WORK TO COMPLETE: Report every line in the object detection data that contains the word "yellow", and note that case counts.

====== ENTRIES SHOWN ======

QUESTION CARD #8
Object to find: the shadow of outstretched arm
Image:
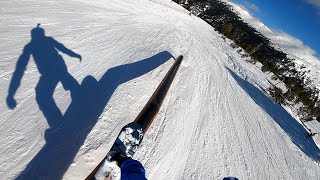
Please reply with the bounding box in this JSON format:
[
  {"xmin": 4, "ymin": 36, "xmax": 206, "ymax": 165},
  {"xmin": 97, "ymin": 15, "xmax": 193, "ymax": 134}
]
[
  {"xmin": 50, "ymin": 37, "xmax": 82, "ymax": 61},
  {"xmin": 6, "ymin": 44, "xmax": 31, "ymax": 109},
  {"xmin": 99, "ymin": 51, "xmax": 173, "ymax": 85},
  {"xmin": 16, "ymin": 51, "xmax": 172, "ymax": 180}
]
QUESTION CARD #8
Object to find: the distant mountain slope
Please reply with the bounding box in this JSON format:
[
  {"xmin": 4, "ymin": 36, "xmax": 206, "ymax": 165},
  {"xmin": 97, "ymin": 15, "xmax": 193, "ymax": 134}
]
[{"xmin": 0, "ymin": 0, "xmax": 320, "ymax": 180}]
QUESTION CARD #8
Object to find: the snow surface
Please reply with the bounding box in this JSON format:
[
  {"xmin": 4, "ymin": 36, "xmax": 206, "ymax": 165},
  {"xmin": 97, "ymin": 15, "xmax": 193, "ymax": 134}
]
[{"xmin": 0, "ymin": 0, "xmax": 320, "ymax": 179}]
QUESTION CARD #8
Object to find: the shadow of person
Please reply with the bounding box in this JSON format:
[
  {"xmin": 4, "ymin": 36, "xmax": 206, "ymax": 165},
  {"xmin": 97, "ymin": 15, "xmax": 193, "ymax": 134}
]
[
  {"xmin": 6, "ymin": 24, "xmax": 81, "ymax": 129},
  {"xmin": 227, "ymin": 68, "xmax": 320, "ymax": 162},
  {"xmin": 16, "ymin": 42, "xmax": 173, "ymax": 179}
]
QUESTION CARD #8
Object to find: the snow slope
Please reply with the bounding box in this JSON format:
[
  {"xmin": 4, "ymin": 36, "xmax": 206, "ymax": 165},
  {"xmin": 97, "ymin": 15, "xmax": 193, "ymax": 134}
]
[{"xmin": 0, "ymin": 0, "xmax": 320, "ymax": 179}]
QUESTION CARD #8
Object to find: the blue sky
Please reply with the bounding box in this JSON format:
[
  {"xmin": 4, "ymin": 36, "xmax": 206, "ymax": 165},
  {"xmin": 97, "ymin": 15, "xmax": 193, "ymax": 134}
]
[{"xmin": 232, "ymin": 0, "xmax": 320, "ymax": 57}]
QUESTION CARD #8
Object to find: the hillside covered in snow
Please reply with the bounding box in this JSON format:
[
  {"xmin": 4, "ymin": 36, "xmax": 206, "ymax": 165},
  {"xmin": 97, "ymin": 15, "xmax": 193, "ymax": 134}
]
[{"xmin": 0, "ymin": 0, "xmax": 320, "ymax": 179}]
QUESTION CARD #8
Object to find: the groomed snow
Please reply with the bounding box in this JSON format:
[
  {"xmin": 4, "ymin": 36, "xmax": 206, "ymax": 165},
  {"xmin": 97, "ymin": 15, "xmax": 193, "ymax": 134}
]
[{"xmin": 0, "ymin": 0, "xmax": 320, "ymax": 179}]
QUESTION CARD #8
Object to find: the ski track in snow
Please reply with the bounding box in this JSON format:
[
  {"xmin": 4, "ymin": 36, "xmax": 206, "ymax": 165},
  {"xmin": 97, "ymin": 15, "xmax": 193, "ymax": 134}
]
[{"xmin": 0, "ymin": 0, "xmax": 320, "ymax": 179}]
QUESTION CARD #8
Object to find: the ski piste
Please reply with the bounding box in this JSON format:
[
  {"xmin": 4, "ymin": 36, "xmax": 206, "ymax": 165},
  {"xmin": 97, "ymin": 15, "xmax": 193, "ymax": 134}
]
[{"xmin": 86, "ymin": 55, "xmax": 183, "ymax": 180}]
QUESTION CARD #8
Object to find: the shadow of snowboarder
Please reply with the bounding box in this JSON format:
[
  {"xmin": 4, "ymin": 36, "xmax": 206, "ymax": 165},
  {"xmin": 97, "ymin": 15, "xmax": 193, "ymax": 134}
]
[
  {"xmin": 9, "ymin": 25, "xmax": 173, "ymax": 179},
  {"xmin": 7, "ymin": 24, "xmax": 81, "ymax": 129}
]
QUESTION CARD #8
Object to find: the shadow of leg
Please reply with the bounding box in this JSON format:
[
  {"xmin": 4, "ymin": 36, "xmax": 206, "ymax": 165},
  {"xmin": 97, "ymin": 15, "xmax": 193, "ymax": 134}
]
[{"xmin": 36, "ymin": 76, "xmax": 62, "ymax": 129}]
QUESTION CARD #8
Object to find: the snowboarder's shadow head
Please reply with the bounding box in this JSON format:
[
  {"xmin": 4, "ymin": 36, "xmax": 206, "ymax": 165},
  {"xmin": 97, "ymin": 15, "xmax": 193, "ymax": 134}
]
[{"xmin": 31, "ymin": 23, "xmax": 45, "ymax": 41}]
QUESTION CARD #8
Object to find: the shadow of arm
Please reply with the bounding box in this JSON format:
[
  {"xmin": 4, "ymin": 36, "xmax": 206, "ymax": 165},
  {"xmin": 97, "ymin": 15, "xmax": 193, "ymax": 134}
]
[
  {"xmin": 101, "ymin": 51, "xmax": 173, "ymax": 84},
  {"xmin": 50, "ymin": 37, "xmax": 81, "ymax": 60},
  {"xmin": 7, "ymin": 44, "xmax": 31, "ymax": 109}
]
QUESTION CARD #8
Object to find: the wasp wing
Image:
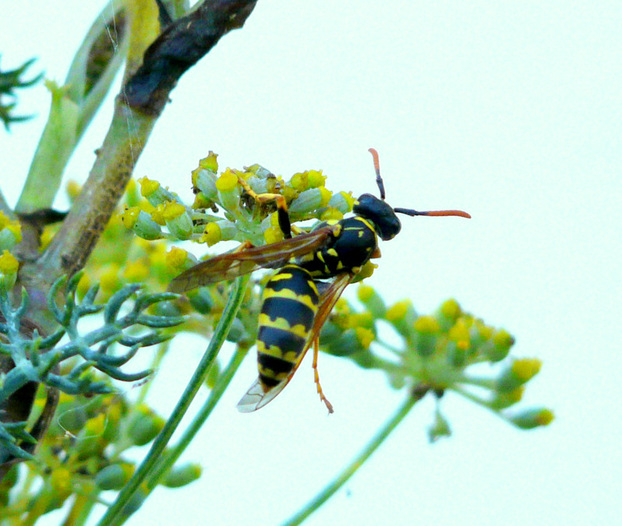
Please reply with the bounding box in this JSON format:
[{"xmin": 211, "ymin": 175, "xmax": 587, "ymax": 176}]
[
  {"xmin": 168, "ymin": 226, "xmax": 336, "ymax": 292},
  {"xmin": 237, "ymin": 273, "xmax": 354, "ymax": 413}
]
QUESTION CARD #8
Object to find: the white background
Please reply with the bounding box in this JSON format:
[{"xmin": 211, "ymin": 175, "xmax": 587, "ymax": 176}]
[{"xmin": 0, "ymin": 0, "xmax": 622, "ymax": 526}]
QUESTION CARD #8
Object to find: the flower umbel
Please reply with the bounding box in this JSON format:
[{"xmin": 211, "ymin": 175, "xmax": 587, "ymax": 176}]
[{"xmin": 320, "ymin": 292, "xmax": 553, "ymax": 441}]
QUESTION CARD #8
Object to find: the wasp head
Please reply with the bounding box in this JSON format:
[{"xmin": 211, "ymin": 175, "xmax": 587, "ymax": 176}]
[{"xmin": 352, "ymin": 194, "xmax": 402, "ymax": 241}]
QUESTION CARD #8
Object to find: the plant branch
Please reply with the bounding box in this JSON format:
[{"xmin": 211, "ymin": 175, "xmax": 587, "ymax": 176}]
[
  {"xmin": 99, "ymin": 276, "xmax": 250, "ymax": 526},
  {"xmin": 147, "ymin": 347, "xmax": 248, "ymax": 490},
  {"xmin": 283, "ymin": 389, "xmax": 427, "ymax": 526}
]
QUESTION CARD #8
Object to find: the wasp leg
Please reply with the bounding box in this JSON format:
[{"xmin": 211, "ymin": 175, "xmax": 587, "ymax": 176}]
[
  {"xmin": 238, "ymin": 175, "xmax": 292, "ymax": 239},
  {"xmin": 313, "ymin": 338, "xmax": 334, "ymax": 413}
]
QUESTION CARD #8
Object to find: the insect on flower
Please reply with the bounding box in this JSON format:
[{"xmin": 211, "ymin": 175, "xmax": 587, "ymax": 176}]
[{"xmin": 169, "ymin": 148, "xmax": 471, "ymax": 412}]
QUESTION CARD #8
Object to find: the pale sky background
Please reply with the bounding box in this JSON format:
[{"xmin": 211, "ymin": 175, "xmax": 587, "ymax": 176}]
[{"xmin": 0, "ymin": 0, "xmax": 622, "ymax": 526}]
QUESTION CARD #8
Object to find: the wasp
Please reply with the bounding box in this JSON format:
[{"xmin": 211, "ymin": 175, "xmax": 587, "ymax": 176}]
[{"xmin": 169, "ymin": 148, "xmax": 471, "ymax": 413}]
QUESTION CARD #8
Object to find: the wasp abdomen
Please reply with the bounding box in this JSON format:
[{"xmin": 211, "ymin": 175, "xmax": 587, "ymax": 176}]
[{"xmin": 257, "ymin": 265, "xmax": 319, "ymax": 391}]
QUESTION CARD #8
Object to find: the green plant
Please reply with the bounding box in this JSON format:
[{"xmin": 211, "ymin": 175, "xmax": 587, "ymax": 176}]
[{"xmin": 0, "ymin": 0, "xmax": 552, "ymax": 524}]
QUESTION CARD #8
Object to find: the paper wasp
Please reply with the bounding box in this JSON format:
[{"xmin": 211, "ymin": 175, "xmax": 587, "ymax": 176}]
[{"xmin": 169, "ymin": 148, "xmax": 471, "ymax": 412}]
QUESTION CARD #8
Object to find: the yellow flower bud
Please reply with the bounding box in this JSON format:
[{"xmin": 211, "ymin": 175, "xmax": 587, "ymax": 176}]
[
  {"xmin": 0, "ymin": 250, "xmax": 19, "ymax": 274},
  {"xmin": 320, "ymin": 207, "xmax": 343, "ymax": 221},
  {"xmin": 216, "ymin": 168, "xmax": 238, "ymax": 192},
  {"xmin": 138, "ymin": 177, "xmax": 160, "ymax": 197},
  {"xmin": 354, "ymin": 327, "xmax": 376, "ymax": 349},
  {"xmin": 166, "ymin": 247, "xmax": 188, "ymax": 270},
  {"xmin": 414, "ymin": 316, "xmax": 440, "ymax": 334},
  {"xmin": 200, "ymin": 223, "xmax": 222, "ymax": 247},
  {"xmin": 123, "ymin": 260, "xmax": 150, "ymax": 283},
  {"xmin": 199, "ymin": 150, "xmax": 218, "ymax": 172},
  {"xmin": 121, "ymin": 206, "xmax": 140, "ymax": 230},
  {"xmin": 307, "ymin": 170, "xmax": 326, "ymax": 188},
  {"xmin": 263, "ymin": 226, "xmax": 284, "ymax": 245}
]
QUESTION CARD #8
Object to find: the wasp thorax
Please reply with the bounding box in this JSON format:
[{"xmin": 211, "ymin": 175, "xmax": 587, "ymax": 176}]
[{"xmin": 352, "ymin": 194, "xmax": 402, "ymax": 241}]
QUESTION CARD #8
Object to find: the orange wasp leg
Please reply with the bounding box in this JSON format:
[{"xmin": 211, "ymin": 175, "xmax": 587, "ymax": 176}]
[{"xmin": 313, "ymin": 338, "xmax": 334, "ymax": 413}]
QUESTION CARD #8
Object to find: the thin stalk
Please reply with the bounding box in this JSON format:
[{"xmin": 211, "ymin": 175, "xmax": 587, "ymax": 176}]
[
  {"xmin": 282, "ymin": 393, "xmax": 423, "ymax": 526},
  {"xmin": 146, "ymin": 347, "xmax": 248, "ymax": 491},
  {"xmin": 99, "ymin": 276, "xmax": 249, "ymax": 526}
]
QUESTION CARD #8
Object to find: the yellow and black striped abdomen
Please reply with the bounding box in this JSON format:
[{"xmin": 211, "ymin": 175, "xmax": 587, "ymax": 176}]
[{"xmin": 257, "ymin": 265, "xmax": 319, "ymax": 392}]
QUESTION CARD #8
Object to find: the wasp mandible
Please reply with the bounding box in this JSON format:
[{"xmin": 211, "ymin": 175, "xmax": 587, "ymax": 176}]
[{"xmin": 169, "ymin": 148, "xmax": 471, "ymax": 413}]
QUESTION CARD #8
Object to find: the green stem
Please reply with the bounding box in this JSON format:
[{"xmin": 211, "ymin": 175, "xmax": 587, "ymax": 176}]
[
  {"xmin": 99, "ymin": 276, "xmax": 249, "ymax": 526},
  {"xmin": 282, "ymin": 393, "xmax": 423, "ymax": 526},
  {"xmin": 146, "ymin": 347, "xmax": 248, "ymax": 491},
  {"xmin": 0, "ymin": 190, "xmax": 13, "ymax": 219}
]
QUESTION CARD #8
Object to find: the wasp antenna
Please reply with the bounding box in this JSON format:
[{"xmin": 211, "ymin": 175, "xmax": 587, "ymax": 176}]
[
  {"xmin": 369, "ymin": 148, "xmax": 385, "ymax": 201},
  {"xmin": 393, "ymin": 208, "xmax": 471, "ymax": 219}
]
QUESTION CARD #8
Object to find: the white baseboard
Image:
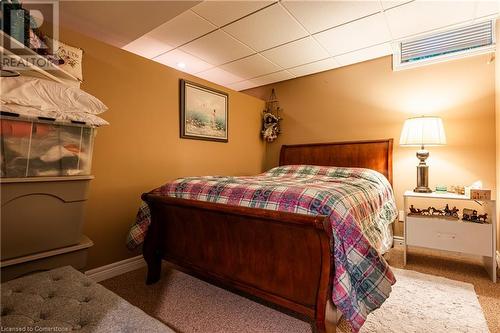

======

EXERCISE RESULT:
Object to find: the yellow flower bud
Object to find: the yellow and black striped abdomen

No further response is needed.